● OBJECTIVE:
Count the lines in the items below that contain the string "shirt", treating uppercase and lowercase as different. Reply with the number alone.

● RECORD SET:
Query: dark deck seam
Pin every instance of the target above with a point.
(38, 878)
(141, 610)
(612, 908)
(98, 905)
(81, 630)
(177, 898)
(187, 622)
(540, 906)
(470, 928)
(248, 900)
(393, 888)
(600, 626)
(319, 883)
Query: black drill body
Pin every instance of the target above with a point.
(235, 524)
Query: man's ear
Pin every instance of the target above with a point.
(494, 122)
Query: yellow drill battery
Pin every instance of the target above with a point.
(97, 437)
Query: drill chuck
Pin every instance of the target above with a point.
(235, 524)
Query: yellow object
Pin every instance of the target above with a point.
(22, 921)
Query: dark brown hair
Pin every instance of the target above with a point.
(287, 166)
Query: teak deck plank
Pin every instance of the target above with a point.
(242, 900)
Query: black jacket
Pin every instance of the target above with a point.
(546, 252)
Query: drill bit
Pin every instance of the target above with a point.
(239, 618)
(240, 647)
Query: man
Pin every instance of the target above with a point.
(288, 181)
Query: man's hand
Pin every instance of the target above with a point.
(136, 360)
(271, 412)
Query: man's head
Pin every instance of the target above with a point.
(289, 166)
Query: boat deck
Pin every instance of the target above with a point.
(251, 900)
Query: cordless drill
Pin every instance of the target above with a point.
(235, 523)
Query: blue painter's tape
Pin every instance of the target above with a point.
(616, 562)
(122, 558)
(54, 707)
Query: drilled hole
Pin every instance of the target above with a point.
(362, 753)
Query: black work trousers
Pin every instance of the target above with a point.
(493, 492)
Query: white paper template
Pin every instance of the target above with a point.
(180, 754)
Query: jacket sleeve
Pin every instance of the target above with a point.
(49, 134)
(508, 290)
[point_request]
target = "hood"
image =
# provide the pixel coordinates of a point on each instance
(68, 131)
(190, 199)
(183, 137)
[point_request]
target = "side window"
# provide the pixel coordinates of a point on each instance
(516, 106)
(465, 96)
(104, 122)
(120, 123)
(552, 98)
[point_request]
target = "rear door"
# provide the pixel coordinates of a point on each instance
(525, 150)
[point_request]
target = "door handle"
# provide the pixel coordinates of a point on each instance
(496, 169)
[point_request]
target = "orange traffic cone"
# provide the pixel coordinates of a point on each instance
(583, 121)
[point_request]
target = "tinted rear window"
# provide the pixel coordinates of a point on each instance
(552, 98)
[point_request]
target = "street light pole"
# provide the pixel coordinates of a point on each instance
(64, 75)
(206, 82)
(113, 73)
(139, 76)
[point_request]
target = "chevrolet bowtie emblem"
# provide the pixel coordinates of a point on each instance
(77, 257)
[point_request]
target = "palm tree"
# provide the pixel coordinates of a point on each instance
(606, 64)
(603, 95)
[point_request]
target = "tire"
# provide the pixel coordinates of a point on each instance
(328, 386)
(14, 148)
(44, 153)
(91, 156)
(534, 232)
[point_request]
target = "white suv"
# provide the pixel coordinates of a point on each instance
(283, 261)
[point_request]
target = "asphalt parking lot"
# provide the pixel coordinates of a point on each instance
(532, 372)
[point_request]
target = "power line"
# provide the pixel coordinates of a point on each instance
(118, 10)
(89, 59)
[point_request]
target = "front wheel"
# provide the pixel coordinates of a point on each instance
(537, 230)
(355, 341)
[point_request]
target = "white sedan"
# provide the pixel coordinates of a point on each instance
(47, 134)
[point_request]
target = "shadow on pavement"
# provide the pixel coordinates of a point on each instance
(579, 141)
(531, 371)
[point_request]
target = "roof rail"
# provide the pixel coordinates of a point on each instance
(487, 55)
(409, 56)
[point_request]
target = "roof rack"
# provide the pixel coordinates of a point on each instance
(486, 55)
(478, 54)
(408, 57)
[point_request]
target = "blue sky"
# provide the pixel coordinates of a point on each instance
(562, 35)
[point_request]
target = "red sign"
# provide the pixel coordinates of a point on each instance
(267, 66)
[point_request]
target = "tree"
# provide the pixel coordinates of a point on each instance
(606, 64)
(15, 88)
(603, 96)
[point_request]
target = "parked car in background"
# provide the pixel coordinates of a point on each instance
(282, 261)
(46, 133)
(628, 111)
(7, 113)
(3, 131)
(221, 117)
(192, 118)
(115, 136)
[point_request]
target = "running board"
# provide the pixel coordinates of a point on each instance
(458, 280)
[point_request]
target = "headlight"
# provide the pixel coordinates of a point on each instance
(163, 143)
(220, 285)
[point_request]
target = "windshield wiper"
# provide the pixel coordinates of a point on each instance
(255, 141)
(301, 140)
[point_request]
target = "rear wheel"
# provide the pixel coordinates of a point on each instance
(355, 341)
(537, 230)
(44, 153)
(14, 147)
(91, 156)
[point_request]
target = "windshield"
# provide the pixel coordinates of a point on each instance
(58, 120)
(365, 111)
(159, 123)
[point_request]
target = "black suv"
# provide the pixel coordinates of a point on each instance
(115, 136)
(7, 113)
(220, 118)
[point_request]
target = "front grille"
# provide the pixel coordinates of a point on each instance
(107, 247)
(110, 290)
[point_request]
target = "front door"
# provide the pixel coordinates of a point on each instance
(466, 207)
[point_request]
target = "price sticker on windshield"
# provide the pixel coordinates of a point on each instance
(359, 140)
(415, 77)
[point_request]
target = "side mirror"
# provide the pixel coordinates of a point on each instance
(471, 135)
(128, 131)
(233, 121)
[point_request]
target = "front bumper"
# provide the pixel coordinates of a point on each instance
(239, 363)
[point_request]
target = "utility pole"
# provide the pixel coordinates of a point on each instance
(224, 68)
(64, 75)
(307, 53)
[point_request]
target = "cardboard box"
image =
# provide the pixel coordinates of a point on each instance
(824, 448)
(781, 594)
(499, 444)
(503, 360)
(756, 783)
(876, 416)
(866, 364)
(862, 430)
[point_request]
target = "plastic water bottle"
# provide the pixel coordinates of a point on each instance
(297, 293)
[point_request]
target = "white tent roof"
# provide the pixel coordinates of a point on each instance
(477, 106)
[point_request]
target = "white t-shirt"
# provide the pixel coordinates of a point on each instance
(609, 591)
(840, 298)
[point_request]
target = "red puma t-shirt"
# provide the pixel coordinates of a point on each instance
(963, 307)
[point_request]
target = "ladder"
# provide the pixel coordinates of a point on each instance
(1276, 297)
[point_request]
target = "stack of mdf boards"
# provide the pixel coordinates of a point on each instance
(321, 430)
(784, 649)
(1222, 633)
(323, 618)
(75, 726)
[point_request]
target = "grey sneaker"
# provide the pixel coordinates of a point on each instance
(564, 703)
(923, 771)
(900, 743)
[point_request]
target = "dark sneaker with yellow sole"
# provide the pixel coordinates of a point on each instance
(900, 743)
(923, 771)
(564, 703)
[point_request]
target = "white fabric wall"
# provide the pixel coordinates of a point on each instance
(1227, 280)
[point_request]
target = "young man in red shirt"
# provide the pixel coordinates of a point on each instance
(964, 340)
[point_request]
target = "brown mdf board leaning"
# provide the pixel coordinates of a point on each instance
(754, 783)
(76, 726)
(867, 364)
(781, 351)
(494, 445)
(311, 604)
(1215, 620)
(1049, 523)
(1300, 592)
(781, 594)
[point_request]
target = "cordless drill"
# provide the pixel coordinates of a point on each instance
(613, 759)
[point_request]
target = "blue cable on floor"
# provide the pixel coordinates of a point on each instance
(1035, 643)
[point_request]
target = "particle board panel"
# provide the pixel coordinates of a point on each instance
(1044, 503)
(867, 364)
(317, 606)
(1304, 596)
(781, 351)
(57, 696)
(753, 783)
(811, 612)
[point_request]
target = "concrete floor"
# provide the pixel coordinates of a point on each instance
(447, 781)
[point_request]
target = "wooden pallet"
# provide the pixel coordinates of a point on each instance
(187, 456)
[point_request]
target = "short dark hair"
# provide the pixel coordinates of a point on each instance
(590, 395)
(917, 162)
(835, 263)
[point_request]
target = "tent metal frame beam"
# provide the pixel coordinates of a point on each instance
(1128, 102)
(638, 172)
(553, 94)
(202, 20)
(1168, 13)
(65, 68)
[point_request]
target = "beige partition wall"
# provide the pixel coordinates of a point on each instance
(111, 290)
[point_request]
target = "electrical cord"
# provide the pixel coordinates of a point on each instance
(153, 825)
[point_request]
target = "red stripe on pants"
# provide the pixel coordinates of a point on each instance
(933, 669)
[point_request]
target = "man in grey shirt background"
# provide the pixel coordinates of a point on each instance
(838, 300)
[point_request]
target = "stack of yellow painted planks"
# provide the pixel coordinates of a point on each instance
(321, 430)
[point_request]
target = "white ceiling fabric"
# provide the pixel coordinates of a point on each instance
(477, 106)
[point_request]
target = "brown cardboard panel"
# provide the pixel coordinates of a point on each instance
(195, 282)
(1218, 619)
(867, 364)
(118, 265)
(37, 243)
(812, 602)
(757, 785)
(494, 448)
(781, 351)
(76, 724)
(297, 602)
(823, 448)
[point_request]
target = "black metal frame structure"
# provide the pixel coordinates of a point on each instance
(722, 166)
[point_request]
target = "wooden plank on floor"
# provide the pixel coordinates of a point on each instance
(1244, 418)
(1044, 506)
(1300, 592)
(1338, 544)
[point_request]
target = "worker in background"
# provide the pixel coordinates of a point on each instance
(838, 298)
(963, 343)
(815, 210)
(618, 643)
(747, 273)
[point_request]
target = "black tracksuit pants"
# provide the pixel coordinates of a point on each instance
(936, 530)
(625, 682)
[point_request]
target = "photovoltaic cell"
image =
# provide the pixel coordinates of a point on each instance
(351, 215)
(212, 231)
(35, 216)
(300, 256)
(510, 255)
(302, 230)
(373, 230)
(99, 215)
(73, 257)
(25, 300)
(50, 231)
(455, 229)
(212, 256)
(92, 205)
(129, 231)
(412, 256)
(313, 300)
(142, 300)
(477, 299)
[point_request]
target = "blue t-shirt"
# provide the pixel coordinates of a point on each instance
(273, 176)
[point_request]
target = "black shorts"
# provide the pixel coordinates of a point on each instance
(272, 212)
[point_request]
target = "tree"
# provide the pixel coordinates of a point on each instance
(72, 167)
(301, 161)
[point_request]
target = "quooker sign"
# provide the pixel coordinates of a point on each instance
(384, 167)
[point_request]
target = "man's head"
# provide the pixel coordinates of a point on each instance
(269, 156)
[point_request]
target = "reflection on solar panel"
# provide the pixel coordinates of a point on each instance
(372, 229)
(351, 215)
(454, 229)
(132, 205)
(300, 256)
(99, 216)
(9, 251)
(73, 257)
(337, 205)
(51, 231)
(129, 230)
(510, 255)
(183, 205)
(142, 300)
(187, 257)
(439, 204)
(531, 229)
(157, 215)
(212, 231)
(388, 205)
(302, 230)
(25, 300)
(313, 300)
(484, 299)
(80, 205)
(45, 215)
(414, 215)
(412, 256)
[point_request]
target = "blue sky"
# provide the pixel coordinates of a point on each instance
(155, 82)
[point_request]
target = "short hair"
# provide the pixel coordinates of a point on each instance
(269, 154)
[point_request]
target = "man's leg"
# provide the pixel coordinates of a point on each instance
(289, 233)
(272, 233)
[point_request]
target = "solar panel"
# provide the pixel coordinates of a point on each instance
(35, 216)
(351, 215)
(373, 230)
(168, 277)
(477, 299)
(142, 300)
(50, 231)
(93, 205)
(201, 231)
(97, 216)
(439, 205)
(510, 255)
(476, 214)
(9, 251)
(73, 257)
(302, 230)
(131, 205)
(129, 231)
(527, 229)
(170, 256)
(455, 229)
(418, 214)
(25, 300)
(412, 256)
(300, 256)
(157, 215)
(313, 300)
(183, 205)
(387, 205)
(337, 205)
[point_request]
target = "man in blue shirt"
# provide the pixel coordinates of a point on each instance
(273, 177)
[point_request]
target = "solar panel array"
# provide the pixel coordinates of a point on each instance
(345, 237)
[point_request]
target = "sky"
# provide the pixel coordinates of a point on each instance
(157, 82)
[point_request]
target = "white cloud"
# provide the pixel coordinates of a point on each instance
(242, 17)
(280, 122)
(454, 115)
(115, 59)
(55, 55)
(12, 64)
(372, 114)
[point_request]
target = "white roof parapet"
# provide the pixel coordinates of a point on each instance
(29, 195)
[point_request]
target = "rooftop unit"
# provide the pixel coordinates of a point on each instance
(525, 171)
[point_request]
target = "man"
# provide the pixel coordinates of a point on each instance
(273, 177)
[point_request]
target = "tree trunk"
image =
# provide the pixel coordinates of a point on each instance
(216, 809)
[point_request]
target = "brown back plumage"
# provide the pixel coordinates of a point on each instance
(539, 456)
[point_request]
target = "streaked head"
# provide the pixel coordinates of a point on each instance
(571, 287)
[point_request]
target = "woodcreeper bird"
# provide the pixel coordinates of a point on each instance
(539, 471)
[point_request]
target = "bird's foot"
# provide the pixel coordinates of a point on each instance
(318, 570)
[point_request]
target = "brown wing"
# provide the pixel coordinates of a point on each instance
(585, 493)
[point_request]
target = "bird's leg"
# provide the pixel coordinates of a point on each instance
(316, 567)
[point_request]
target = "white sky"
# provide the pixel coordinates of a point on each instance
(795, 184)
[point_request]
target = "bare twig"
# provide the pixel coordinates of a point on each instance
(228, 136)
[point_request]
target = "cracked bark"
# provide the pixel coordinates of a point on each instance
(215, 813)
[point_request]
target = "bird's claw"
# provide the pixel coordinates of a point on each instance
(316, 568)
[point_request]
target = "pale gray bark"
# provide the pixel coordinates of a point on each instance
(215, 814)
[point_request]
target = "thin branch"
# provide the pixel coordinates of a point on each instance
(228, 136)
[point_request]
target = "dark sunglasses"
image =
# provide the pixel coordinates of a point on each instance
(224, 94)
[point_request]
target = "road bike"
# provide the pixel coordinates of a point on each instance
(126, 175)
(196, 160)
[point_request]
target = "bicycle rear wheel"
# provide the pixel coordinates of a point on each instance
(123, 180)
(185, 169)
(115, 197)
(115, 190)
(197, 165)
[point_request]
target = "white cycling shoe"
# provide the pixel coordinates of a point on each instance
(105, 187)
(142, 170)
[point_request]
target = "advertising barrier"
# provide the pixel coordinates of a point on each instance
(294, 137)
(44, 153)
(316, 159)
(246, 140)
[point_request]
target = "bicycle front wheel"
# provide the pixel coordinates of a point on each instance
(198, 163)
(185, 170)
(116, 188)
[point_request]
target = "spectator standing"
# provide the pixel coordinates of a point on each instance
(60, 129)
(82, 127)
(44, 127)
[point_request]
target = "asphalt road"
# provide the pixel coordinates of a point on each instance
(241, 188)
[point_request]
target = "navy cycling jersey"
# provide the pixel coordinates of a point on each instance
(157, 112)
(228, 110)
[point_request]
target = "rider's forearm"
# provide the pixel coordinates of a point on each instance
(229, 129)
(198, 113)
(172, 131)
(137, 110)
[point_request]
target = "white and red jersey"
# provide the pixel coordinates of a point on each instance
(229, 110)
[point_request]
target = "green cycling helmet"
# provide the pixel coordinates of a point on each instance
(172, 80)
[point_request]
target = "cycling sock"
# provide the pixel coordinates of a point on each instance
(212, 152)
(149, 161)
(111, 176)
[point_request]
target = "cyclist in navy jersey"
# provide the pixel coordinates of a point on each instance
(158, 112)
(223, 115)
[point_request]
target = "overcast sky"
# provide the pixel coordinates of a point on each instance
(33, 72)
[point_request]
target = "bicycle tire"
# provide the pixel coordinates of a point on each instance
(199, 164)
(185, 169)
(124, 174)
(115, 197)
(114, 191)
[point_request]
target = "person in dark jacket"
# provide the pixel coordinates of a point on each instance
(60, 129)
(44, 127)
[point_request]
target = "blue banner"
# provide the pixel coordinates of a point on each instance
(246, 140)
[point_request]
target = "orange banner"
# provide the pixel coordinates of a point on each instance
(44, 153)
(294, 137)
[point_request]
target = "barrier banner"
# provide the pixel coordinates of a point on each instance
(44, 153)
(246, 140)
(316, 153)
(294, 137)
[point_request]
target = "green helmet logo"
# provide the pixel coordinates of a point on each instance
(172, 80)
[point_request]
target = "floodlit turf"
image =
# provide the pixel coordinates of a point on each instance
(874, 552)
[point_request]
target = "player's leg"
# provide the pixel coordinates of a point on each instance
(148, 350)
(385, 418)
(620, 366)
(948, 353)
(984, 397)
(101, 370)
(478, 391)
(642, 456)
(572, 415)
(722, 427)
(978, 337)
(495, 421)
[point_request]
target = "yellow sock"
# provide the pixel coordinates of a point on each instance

● RESPONSE TO THIS EXERCISE:
6